■ Pointing dataset excerpts
========

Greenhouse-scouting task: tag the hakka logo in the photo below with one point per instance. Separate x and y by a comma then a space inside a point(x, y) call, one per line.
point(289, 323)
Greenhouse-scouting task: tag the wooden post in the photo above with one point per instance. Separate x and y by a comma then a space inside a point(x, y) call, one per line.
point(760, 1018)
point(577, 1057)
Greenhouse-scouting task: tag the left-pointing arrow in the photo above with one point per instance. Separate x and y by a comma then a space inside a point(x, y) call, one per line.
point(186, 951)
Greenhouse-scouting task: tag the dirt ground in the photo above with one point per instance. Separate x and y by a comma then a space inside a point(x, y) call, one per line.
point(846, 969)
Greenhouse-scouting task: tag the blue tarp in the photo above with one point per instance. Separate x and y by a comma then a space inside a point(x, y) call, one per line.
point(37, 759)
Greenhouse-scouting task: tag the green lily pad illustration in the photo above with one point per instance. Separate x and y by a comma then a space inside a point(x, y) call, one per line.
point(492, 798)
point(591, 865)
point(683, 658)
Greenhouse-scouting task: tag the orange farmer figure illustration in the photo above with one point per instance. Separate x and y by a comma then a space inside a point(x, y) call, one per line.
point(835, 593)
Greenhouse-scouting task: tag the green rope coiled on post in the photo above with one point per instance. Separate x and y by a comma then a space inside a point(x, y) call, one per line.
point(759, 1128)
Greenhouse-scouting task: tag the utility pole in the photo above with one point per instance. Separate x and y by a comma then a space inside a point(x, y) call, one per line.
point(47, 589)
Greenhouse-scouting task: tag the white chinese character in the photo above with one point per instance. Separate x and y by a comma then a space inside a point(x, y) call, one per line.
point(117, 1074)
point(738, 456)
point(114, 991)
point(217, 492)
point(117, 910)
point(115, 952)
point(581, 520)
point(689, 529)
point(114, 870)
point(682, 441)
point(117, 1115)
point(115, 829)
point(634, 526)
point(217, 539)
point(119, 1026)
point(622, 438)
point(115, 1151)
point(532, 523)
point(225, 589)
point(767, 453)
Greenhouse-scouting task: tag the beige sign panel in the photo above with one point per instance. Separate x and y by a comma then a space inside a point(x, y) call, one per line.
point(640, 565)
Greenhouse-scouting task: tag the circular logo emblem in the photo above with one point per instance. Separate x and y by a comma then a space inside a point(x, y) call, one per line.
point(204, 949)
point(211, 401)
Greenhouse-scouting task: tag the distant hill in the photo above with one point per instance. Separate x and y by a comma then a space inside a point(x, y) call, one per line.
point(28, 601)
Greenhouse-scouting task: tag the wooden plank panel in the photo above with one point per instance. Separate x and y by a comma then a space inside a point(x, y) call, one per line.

========

■ WHAT THE EXERCISE ASKS
Can you format the stretch of the material above, from the line containing "Greenhouse-scouting task: tag the utility" through the line containing "point(28, 601)", as a numbered list with blank lines omitted?

■ IN RESPONSE
1. Greenhouse-scouting task: tag the utility pole in the photo above with one point per instance. Separate x and y by a comma then a space inside a point(x, y) call, one per line.
2. point(47, 589)
3. Greenhouse-scouting task: tag the white chinese character in the photo above with one point per instance. Separate x and y by a comma then a space inside a point(x, y) call, one per line.
4. point(117, 1074)
5. point(738, 456)
6. point(114, 991)
7. point(217, 492)
8. point(117, 910)
9. point(115, 952)
10. point(581, 520)
11. point(689, 529)
12. point(114, 870)
13. point(682, 441)
14. point(117, 1115)
15. point(115, 829)
16. point(634, 526)
17. point(217, 539)
18. point(119, 1026)
19. point(622, 438)
20. point(115, 1151)
21. point(532, 523)
22. point(225, 589)
23. point(767, 453)
24. Greenhouse-scouting task: tag the beige sign panel in the photo above with one point per instance. Separate x and y by a comma then a space inside a point(x, y) call, one per line.
25. point(640, 565)
26. Greenhouse-scouting task: tag the circular logo emblem in the photo above with one point per instance. Separate x and y by a comma then a space inside a point(x, y) call, one per line.
27. point(204, 949)
28. point(211, 401)
29. Greenhouse-scouting task: tag the distant hill in the photo above with one point per instance. Separate x and y by a comma then a space inside a point(x, y) call, one per line.
30. point(28, 601)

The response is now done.